# Exercise objective
Continue the account of the Natchez Trace bicycle trip, picking up after its final sentence.

# Document text
--------------------------------------------------

Friday, November 6, 2009

Natchez Trace XI: A Death on the Trace

“Still,” officer James Myers shook his head. “This is the only road for bicycling in Mississippi.”

Even with the grisly wreckage strewn out on the black top behind him, his words rang true. The Natchez Trace was the only road even remotely safe for long distance cycling in the state of Mississippi. Mississippians do not abide sharing right of way with slow moving geeks under foam helmets.

Since mile marker one five days ago, I had totaled less than two miles off the Trace, and twice in that time I was run off the road. That averages to just over one terrifying incident per mile outside the Parkway’s federal protection.

At least both drivers had the decency to honk before running me down. In Port Gibson, a man in a white minivan was enraged at the prospect of waiting 15 seconds before he could safely pass me due to oncoming traffic on Church Street. Then he realized he didn’t have to wait. He laid knuckles into his horn and accelerated. I had been looking over my shoulder and had just enough time to swerve into a ditch.

My near miss in Mathiston was less provoked. I started day five with a quarter mile ride from the motel back to the Trace on a four lane divided highway. I was riding near the shoulder in the right lane when another white minivan approached from behind. Rather than changing to the open passing lane, he slowed down which led me to think he was about to turn. Then he started honking. I held my ground a couple inches from the white line, clear of the glass and twisted metal detritus on the paved shoulder. I waved my arm, motioning him to pass me in the open left lane—we were the only two people on the road. Instead, he dug into his horn and gunned for my back tire. As I swerved into the shoulder my pannier bag dodged his front bumper by a few inches. He gave me the finger out over the roof of his car. Happy Earth Day, mother fucker.

I had a better Earth Day than the cyclist whose mangled bike lay beyond Officer Myers’ car.

I first heard something had gone wrong after lunch when I pulled back onto the Trace and was flagged by a southbound pick up truck.

“Were you riding with a girl back there?” the man asked.

“No, why, is she alright?”

“I don’t think so,” he said as he rolled away.

--------------------------------------------------

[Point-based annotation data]
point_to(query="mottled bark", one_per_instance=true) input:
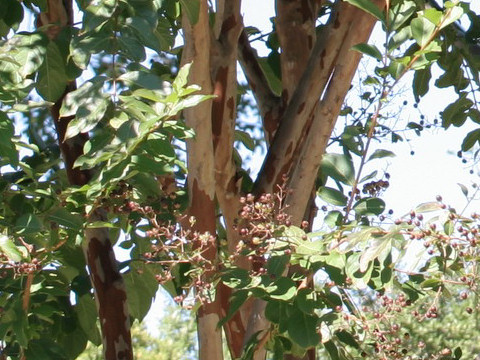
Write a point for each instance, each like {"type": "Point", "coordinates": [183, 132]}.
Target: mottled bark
{"type": "Point", "coordinates": [107, 282]}
{"type": "Point", "coordinates": [201, 175]}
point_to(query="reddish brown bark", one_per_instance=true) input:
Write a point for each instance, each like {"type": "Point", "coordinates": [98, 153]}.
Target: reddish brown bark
{"type": "Point", "coordinates": [107, 282]}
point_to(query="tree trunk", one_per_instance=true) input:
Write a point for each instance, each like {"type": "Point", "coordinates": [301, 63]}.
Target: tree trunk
{"type": "Point", "coordinates": [107, 282]}
{"type": "Point", "coordinates": [316, 75]}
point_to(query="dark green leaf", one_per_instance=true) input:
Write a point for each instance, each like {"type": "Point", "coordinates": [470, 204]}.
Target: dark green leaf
{"type": "Point", "coordinates": [332, 196]}
{"type": "Point", "coordinates": [369, 206]}
{"type": "Point", "coordinates": [367, 49]}
{"type": "Point", "coordinates": [52, 77]}
{"type": "Point", "coordinates": [400, 13]}
{"type": "Point", "coordinates": [368, 6]}
{"type": "Point", "coordinates": [65, 218]}
{"type": "Point", "coordinates": [141, 286]}
{"type": "Point", "coordinates": [333, 219]}
{"type": "Point", "coordinates": [422, 30]}
{"type": "Point", "coordinates": [283, 289]}
{"type": "Point", "coordinates": [276, 264]}
{"type": "Point", "coordinates": [8, 248]}
{"type": "Point", "coordinates": [302, 328]}
{"type": "Point", "coordinates": [192, 9]}
{"type": "Point", "coordinates": [470, 140]}
{"type": "Point", "coordinates": [347, 338]}
{"type": "Point", "coordinates": [464, 189]}
{"type": "Point", "coordinates": [421, 81]}
{"type": "Point", "coordinates": [28, 224]}
{"type": "Point", "coordinates": [332, 350]}
{"type": "Point", "coordinates": [456, 113]}
{"type": "Point", "coordinates": [381, 153]}
{"type": "Point", "coordinates": [339, 167]}
{"type": "Point", "coordinates": [245, 138]}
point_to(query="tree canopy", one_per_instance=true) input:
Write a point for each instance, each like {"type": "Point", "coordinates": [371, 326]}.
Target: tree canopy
{"type": "Point", "coordinates": [123, 124]}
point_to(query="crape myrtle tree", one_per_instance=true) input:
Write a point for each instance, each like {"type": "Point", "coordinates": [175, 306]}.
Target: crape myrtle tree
{"type": "Point", "coordinates": [113, 133]}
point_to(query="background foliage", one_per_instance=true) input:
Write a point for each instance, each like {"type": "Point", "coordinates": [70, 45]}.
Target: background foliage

--------------------------------------------------

# Output
A few minutes later one, then another police cruisers roared past, their blue and red lights traced the road’s gentle curves at 100 miles an hour. Then an ambulance sped past from the other direction. Without flashing lights or horn, the bulky vehicle marked the silent retreat of a crestfallen warrior.

A few minutes past mile marker 240 I rolled up on a Chickasaw County police car parked horizontally across the road. An officer was directing cars to turn around and take a detour back and around the Trace. I asked her how long I would have to wait for the road to open. She did not have an answer.

It was not clear from the scene behind her what had happened. Carnage from the wreck was strewn 300 feet and seemed improbable to have been caused by a single collision. A white road bike with crumpled tires and busted pannier bags rested on the double yellow just beyond the police car. The guilty SUV sulked midway down the grassy shoulder.

I figured if I waited long enough one of the officers pacing back and forth through the scene would escort me through. After a half hour I asked the traffic officer what was going on, and she deferred my question to an approaching pacer. Meyers had been the first officer to arrive but had since been relegated by his superiors.

"Were you traveling with a woman named Esther?" he asked.

I said I was not.

He told me he couldn’t answer any questions about the collision. He then went on to tell me everything but the suspect’s name and age. The road was blocked because it was a crime scene; they were waiting for a coroner to arrive from Tupelo. The cyclist, a “heavier woman” from the Netherlands, was most likely killed upon impact.


"This is the first fatality in about about three years," Meyers said.

He said most collisions happen at twilight, when it got hard to see bikers on the road. He noted that my bright blue jersey had stuck out nicely as he streaked past.

It was past 4:30. I had a little over twenty-five miles to go, and if I was going to make it to Tupelo before sundown I would need to get pedaling soon. An eight-mile detour wasn’t an option for me. Sixty-five miles was already pushing it today, and there was no way I was venturing outside the relative sanctuary of the Trace. I pointed out to James that I would be faced with a twilight ride if I had to wait much longer.

James agreed, and after a few more minutes he walked me past the roadblock.

A hundred feet behind the mangled bike, the cyclist’s items spread out in a wake, a plastic shopping bag smeared with coleslaw, fried chicken, a can of Budweiser. Further down the road were her extra clothes: a red raincoat, jeans and underwear. Closely bunched at the far end of the plume, a hundred yards from bike, lay a helmet still in tact, a pair of sunglasses, a cell phone, and a streak of congealed blood.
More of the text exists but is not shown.